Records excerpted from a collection
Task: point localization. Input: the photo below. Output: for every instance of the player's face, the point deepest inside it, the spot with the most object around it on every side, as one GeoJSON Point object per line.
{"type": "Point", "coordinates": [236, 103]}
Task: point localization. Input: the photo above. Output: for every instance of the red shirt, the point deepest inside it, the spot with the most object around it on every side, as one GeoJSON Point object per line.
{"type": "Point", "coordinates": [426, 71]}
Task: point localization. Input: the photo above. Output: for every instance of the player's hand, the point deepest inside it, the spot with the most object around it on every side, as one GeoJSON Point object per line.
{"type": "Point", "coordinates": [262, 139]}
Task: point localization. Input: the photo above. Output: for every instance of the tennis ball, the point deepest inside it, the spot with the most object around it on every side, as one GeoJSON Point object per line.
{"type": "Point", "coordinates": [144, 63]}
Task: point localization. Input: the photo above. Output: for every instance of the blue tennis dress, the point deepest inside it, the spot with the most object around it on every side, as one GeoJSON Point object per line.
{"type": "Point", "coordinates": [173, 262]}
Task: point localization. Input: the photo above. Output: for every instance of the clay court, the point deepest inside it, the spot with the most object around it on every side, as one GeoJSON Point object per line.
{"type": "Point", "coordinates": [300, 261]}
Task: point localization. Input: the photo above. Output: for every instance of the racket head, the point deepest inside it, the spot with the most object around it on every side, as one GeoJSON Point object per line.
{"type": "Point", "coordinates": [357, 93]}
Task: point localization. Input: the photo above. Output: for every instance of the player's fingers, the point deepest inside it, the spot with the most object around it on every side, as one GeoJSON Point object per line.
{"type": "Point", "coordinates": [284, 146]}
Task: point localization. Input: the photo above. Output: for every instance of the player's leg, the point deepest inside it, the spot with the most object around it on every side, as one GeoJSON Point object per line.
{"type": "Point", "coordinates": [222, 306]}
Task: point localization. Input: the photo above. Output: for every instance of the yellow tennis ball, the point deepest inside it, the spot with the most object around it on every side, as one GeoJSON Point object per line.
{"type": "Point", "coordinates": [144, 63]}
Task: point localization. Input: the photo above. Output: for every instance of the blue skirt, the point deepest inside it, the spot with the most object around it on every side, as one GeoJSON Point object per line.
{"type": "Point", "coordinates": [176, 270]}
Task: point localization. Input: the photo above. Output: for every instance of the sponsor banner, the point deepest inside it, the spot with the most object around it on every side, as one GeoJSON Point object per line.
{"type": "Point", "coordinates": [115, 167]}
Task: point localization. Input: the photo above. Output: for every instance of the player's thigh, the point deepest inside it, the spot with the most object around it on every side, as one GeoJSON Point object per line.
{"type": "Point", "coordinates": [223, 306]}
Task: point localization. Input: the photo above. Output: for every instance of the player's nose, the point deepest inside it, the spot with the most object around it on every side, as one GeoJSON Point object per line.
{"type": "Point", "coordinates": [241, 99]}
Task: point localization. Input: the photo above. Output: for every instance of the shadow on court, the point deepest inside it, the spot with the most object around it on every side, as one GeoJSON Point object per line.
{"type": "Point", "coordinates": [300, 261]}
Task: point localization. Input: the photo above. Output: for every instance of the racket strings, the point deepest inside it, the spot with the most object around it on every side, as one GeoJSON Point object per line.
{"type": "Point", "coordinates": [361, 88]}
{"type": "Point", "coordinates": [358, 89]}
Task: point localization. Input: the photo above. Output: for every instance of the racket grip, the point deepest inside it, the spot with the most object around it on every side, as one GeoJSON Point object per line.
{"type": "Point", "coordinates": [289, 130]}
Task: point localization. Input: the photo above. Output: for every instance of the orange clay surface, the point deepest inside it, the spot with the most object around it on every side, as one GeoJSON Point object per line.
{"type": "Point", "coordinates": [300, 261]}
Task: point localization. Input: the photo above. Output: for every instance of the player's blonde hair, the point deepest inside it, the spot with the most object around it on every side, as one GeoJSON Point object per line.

Problem to solve
Reproduce the complete set of lines precisely as supplied.

Output of the task
Task: point localization. Input: the photo below. Output: for every instance of the player's face, the point deepest inside it, the spot with the most object around it on every side, as one GeoJSON Point object per line.
{"type": "Point", "coordinates": [236, 103]}
Task: point localization. Input: the photo above. Output: for every instance of the red shirt, the point deepest inside it, the spot with the most object around it on every side, as one GeoJSON Point object per line.
{"type": "Point", "coordinates": [426, 71]}
Task: point localization. Input: the photo above. Output: for every instance of the player's hand, the point deepest inside it, the spot with the most object around it on every side, as one GeoJSON Point object per line.
{"type": "Point", "coordinates": [262, 139]}
Task: point localization. Input: the photo above. Output: for every instance of the tennis ball, the point deepest inside it, the spot with the most object around it on every side, as one GeoJSON Point object per line.
{"type": "Point", "coordinates": [144, 63]}
Task: point localization. Input: the photo above. Output: for every instance of the blue tennis dress, the point deepest inside it, the spot with the most object around it on every side, as one GeoJSON Point object per line.
{"type": "Point", "coordinates": [173, 262]}
Task: point localization. Input: the photo above. Output: for every instance of the clay court, the point deepest inside it, the spot with the most object around it on every side, as one GeoJSON Point object per line.
{"type": "Point", "coordinates": [300, 261]}
Task: point localization. Input: the photo above. Output: for every instance of the racket head, the point deepest inside it, the spot with the most object around it on every side, as one GeoJSON Point object per line.
{"type": "Point", "coordinates": [357, 93]}
Task: point localization. Input: the photo above. Output: for every instance of the player's fingers, the point deepest inside it, the spot with the most object around it on every side, as one GeoJSON Point object per line.
{"type": "Point", "coordinates": [284, 146]}
Task: point localization. Input: the photo above. Output: for every instance of the player's leg, the point deepest inside it, the spot with the most object around it on every side, as one GeoJSON Point object per line.
{"type": "Point", "coordinates": [222, 306]}
Task: point localization. Input: the photo above. Output: for every instance of the yellow tennis ball, the point deepest inside it, the spot with the most object around it on every side, as one GeoJSON Point object per line.
{"type": "Point", "coordinates": [144, 63]}
Task: point localization. Input: the photo above. Output: for every instance of the blue skirt, the point deepest inside it, the spot with the most object around it on every side, as one GeoJSON Point object per line.
{"type": "Point", "coordinates": [176, 270]}
Task: point localization. Input: the photo above. Output: for every instance of the sponsor banner, the point deepest inside it, the spot with the most object around it on every side, as one GeoJSON Point object per line.
{"type": "Point", "coordinates": [115, 167]}
Task: point localization. Input: the photo above. Output: for every instance of the player's thigh, the point deepest inside it, the spot with the most object around it on every side, as one GeoJSON Point object per line.
{"type": "Point", "coordinates": [223, 306]}
Task: point localization. Input: the photo above. Output: for every instance of the player's nose, the point deepest inside it, the spot with the most object around it on every side, as one GeoJSON Point object per line.
{"type": "Point", "coordinates": [241, 99]}
Task: point localization. Input: the photo above. Output: for every instance of the shadow on court, the point deepest inside it, the spot with the most object around it on every side, as one GeoJSON Point object per line.
{"type": "Point", "coordinates": [300, 261]}
Task: point localization. Input: the photo above. Output: for every instance of the racket strings, the point deepest inside it, the spot with the most object around it on every side, as one GeoJSON Point object per line.
{"type": "Point", "coordinates": [361, 88]}
{"type": "Point", "coordinates": [358, 89]}
Task: point localization. Input: the photo above. Output: for every instance of the racket grip, the point deepest inside it, the spot with the most object around it on every side, as one GeoJSON Point object per line.
{"type": "Point", "coordinates": [289, 130]}
Task: point localization. Input: the photo above. Output: for every instance of the orange clay surface, the point deepest inside it, the spot with the most object around it on every side, as one GeoJSON Point object per line.
{"type": "Point", "coordinates": [300, 261]}
Task: point localization. Input: the photo above. Output: for every instance of the player's blonde hair, the point deepest inside it, the spot with the most object around it on every side, as one GeoJSON Point object per line.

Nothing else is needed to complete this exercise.